§ Text extract:
= = = = =

North Korea Issues Missile Threat
NewsMax.com
Thursday, Feb. 22, 2001
Furious with the Bush-Cheney administration's tougher line toward it, Communist North Korea has grown more belligerent against the United States, brandishing long-range missiles.
What's really turned off the Pyongyang dictatorship about the advent of President George W. Bush and Vice President Dick Cheney is their determination to construct a stronger defensive shield stronger than the one proposed in the previous Clinton-Gore administration to protect American cities from a North Korean nuclear-missile attack.
North Korea is also irked with the United States for what it considers heel-dragging under former President Bill Clinton on American promises to help it construct two nuclear power plants.
As part of that deal, negotiated with Clinton in 1994, North Korea agreed to suspend its own nuclear program, which American defense officials feared was being used to develop nuclear weapons that could be turned back upon the United States.
But even amid frustration over slow progress by a U.S. consortium in completing the reactors, there were signs Pyongyang was developing warmer ties with Washington under Clinton.
The former president was set to visit North Korea shortly before he left office, but for some reason canceled.
Here is the thinly veiled threat about long-range nuclear missiles issued Feb. 22 by the North Korean foreign ministry, as reported by the Associated Press:
"We promised not to test-fire long-range missiles during the duration of talks on the missile issue, but we cannot do so indefinitely."
That was a reference to the North Koreans' test-firing a missile over Japan in 1998, followed the next year by its agreement with Clinton to hold off on such tests so long as Washington continued negotiating about Pyongyang's missile program.

= = = = =

§ Source data:
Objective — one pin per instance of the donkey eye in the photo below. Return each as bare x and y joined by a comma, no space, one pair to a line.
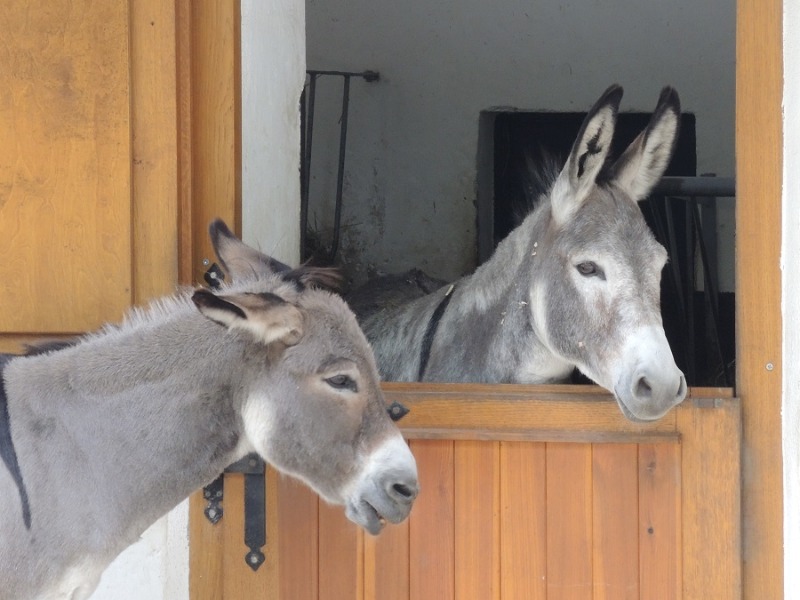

= = = = =

§ What the task requires:
Please answer these questions from the North Korea article:
(a) In what year was the deal with Clinton negotiated?
(b) Which North Korean body issued the Feb. 22 statement about long-range missiles?
(c) Over which country did North Korea test-fire a missile in 1998?
You won't need the data to complete this work.

§ Result for this task:
(a) 1994
(b) The North Korean foreign ministry
(c) Japan